Text excerpt start

Excuses - Impossibility and Impracticability
- Rule: Very similar. Impossibility is when a K can no longer be performed at all. Impracticability is a K that can only be performed w/ great difficulty.
- Common factual scenarios:
- 1. Performance becomes ILLEGAL after the K is formed;
- 2. The subject matter of the K is destroyed;
- 3. A services K w/ a “special person,” and the performing party dies or is incapacitated;
- **BUT, something that just makes performance more expensive than expected will NOT normally excuse. Look for something that hinders the ABILITY to perform, not just the COST to perform.
- **Look for an UNFORESEEABLE EVENT in which the non-occurrence of the event was a basic assumption of the K, and the party seeking discharge was not at fault.
Excuses - Death after a K
- Rule: Dying does not normally excuse liability on a K that has been made. The estate will normally be on the hook for any contractual obligations.

Text excerpt end

*Instruction:*
Continue the contract-law notes on excuses from the point where they stop.

Records start

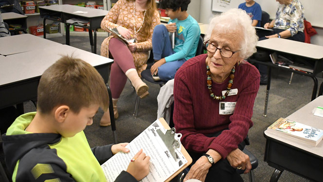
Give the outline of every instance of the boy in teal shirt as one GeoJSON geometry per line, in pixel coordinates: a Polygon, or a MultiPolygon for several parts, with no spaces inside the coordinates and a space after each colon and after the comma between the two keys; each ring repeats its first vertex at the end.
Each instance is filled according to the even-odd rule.
{"type": "Polygon", "coordinates": [[[153,53],[156,62],[150,71],[155,80],[173,79],[177,70],[195,56],[200,30],[197,22],[186,11],[191,0],[163,0],[161,5],[170,18],[166,26],[154,29],[153,53]],[[175,34],[174,49],[169,33],[175,34]]]}
{"type": "MultiPolygon", "coordinates": [[[[108,107],[103,79],[79,59],[63,56],[47,69],[38,87],[37,112],[17,118],[2,136],[13,182],[106,182],[100,164],[126,143],[90,148],[83,130],[99,106],[108,107]]],[[[116,182],[137,182],[149,171],[141,150],[116,182]]]]}

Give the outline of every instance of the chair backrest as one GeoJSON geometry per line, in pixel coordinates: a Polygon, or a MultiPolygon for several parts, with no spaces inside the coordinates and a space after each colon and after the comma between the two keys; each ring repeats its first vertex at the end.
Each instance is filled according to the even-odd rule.
{"type": "Polygon", "coordinates": [[[196,49],[196,54],[195,56],[201,54],[203,50],[203,37],[202,36],[199,36],[199,39],[198,40],[198,44],[197,44],[197,48],[196,49]]]}
{"type": "Polygon", "coordinates": [[[269,14],[266,11],[262,11],[261,12],[261,22],[260,26],[263,27],[264,25],[269,22],[269,14]]]}

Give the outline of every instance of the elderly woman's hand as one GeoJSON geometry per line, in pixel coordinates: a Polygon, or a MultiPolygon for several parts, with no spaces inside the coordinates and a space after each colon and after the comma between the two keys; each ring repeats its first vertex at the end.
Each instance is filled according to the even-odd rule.
{"type": "Polygon", "coordinates": [[[245,170],[244,174],[247,174],[251,169],[251,164],[249,156],[245,154],[239,148],[233,150],[227,156],[227,159],[233,168],[241,168],[245,170]]]}
{"type": "Polygon", "coordinates": [[[192,166],[188,173],[184,179],[183,182],[189,179],[197,179],[204,182],[206,178],[206,175],[209,172],[209,169],[212,166],[212,165],[209,162],[206,157],[201,157],[192,166]]]}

Records end

*Written response:*
- Exception: If there is something special about the person performing on the K, such that it makes no sense to continue if they die.
Excuses - Frustration of Purpose
Rule: Performance can still occur, but something has happened to undermine the entire reason for the creation of the K. (Note: This is very rare, and the event must be extreme and not previously allocated to one of the parties.)
Excuses - Initial K Modified or Cancelled
Rule: Performance may be excused b/c the initial K has been modified or cancelled. However, if both parties agree to just walk away from the K, AS LONG AS there is some performance remaining from each side. (if someone completes their promise, then there is a lack of consideration to rescind the deal)
Excuses - Accord & Satisfaction
- Rule: The parties to an earlier K (this is a type of modification) agree that performance will be satisfied instead by the completion of a different performance.
- 1. Accord = The new performance
- 2. Satisfaction = The excusing of the INITIAL performance obligation
- Rule: If the accord is NOT performed, the other side can sue on EITHER the original obligation or the new promise.
Excuses - Novation
- Rule: Arises when BOTH parties agree that a substitute person will take over the contractual obligations.
- 1. One side CANNOT decide to create a novation by asking someone else to do the work. This is a “delegation.”
- 2. If there is a VALID novation, then the original promisor will be excused from performance (pinch hitter)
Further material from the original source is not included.